Copy out every line below that contains the word "kept".

-- Begin --

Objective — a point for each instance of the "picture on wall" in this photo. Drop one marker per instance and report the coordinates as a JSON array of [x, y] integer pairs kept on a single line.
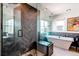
[[73, 24]]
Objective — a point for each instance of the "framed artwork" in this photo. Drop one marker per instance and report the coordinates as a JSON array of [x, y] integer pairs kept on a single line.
[[73, 24]]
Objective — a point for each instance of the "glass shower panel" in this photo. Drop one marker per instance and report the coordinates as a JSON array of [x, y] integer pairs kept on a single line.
[[8, 29]]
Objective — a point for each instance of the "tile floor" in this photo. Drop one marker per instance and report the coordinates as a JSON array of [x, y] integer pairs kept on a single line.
[[63, 52]]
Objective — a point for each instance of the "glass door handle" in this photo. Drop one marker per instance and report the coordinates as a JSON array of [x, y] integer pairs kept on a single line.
[[20, 33]]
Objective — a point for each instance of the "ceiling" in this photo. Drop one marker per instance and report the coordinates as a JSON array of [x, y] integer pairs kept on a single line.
[[63, 8]]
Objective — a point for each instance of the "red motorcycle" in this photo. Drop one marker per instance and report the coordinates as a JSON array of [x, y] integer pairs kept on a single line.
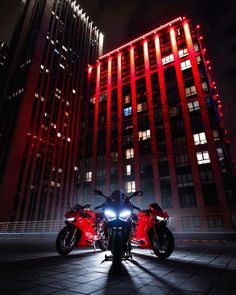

-- End --

- [WRITTEN RESPONSE]
Objective — a point for each instance of the "picture on wall" in this photo. Drop one marker per instance and report the coordinates as a JSON array of [x, y] integer pairs kept on a single line.
Objective — a point for each instance of the "framed artwork" in this photo. Drop one marker per instance and report the coordinates as a JSON array of [x, y] integer pairs kept on a single line.
Objective — a point for each instance of the "glass shower panel" in this photo. Drop one marker per instance and report the coordinates as a JSON array of [x, y] integer pairs kept on a single line.
Objective — a point for each instance of the "tile floor" in this photo. Drop one marker per instance and report the coordinates as a JSON array of [x, y] integer pairs kept on a single line.
Objective — a point for each instance of the "glass door handle" in this photo. Drop one marker per instance and report the coordinates as a JSON array of [x, y] integer pairs kept on a single line.
Objective — a point for each instance of the "ceiling" in this photo. Drop one marker per instance and report the coordinates as a JSON array of [x, y] integer pairs kept on a single line.
Objective — a point for each instance of the "red motorcycle" in this photo. Drop one marker per instance and report the coordinates as a JSON array of [x, y] integer pairs kept on a single line.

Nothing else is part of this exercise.